(Saved data entries)
= Beginning of Section =
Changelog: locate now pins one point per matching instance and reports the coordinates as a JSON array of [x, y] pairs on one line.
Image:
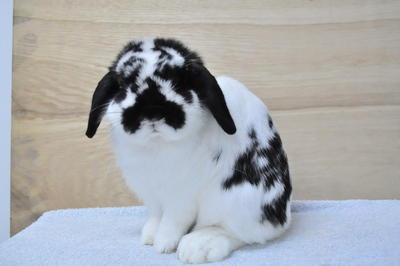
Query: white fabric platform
[[355, 232]]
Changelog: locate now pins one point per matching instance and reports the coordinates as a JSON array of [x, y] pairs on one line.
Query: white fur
[[180, 183]]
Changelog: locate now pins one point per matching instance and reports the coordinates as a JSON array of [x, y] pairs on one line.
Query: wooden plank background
[[328, 70]]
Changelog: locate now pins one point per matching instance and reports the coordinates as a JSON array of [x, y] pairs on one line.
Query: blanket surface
[[354, 232]]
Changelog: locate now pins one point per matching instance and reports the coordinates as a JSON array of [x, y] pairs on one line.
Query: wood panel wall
[[328, 70]]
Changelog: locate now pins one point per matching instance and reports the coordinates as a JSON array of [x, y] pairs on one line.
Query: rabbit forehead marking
[[153, 104], [145, 58]]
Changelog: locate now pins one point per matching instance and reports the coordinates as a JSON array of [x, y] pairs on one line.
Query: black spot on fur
[[176, 74], [277, 170], [152, 105], [245, 168], [217, 156], [248, 169], [270, 123]]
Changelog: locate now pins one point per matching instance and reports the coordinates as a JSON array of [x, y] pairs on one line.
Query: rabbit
[[202, 153]]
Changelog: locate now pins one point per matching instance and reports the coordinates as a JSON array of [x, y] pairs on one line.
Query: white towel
[[356, 232]]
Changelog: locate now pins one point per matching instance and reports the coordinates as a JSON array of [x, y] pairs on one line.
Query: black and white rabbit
[[201, 152]]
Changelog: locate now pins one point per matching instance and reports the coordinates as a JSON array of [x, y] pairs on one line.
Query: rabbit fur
[[201, 152]]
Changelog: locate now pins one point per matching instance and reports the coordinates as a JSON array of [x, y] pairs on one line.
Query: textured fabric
[[356, 232]]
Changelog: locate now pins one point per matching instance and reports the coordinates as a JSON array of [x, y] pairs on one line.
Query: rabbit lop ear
[[105, 91], [211, 95]]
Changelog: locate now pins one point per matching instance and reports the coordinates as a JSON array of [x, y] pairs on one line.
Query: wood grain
= End of Section =
Line by line, restate the data above exactly as it stands, minus the pictures.

- _Your solution_:
Changelog: locate now pins one point per matching instance and reports the coordinates as a JSON array of [x, y] pairs on one line.
Image:
Query: white fabric platform
[[355, 232]]
Changelog: locate now pins one point per matching instance and reports the coordinates as a JSON array of [x, y] pairs on one line.
Query: white fur
[[180, 183]]
Changelog: locate now pins one point per matching instance and reports the coordinates as a JSON array of [x, y] pairs on one line.
Query: wooden plank background
[[328, 70]]
Changelog: locate now pins one point per matching instance and reports the coordinates as a JSON array of [x, y] pairs on one line.
Query: blanket surface
[[354, 232]]
Changelog: locate now pins one point per matching instance and reports the coordinates as a JSON array of [x, y] pairs on one line.
Query: wood panel wall
[[328, 70]]
Changelog: locate now pins one point per matching instance and reports the coordinates as a JSON array of [x, y] pairs on one line.
Query: rabbit forehead marking
[[153, 104], [145, 58]]
Changelog: locate now pins one point per matching instance and reports the coordinates as a JSON array of [x, y] pairs on one line.
Query: black spot on fur
[[176, 74], [277, 170], [152, 105], [245, 168], [217, 156], [248, 169], [270, 123]]
Changelog: locate now pins one point per matching instance and reports the coordinates as a JSON array of [x, y] pairs on one line.
Query: rabbit
[[202, 153]]
Changelog: locate now pins one point per matching instance and reports the coordinates as a JSON array of [x, y] pairs on one line.
Query: white towel
[[356, 232]]
Changelog: locate now pins one point per matching instance and reports the coordinates as a JSON array of [x, y] pairs on one line.
Query: black and white rabbit
[[201, 152]]
Changelog: locate now pins one point per matching instance and reports the coordinates as a JSON array of [x, y] pairs on one line.
Query: rabbit fur
[[201, 152]]
Changelog: locate now pins one point per matching instance and reports the coordinates as a JSON array of [x, y] pairs on one line.
Query: textured fabric
[[356, 232]]
Changelog: locate now pins one point per matching instance and reports the coordinates as a JSON array of [x, y] pairs on one line.
Query: rabbit lop ear
[[105, 91], [211, 95]]
Changelog: locate now pins one point per matching instance and reports the coordinates as a JSON array of [x, y] pairs on one line.
Query: wood grain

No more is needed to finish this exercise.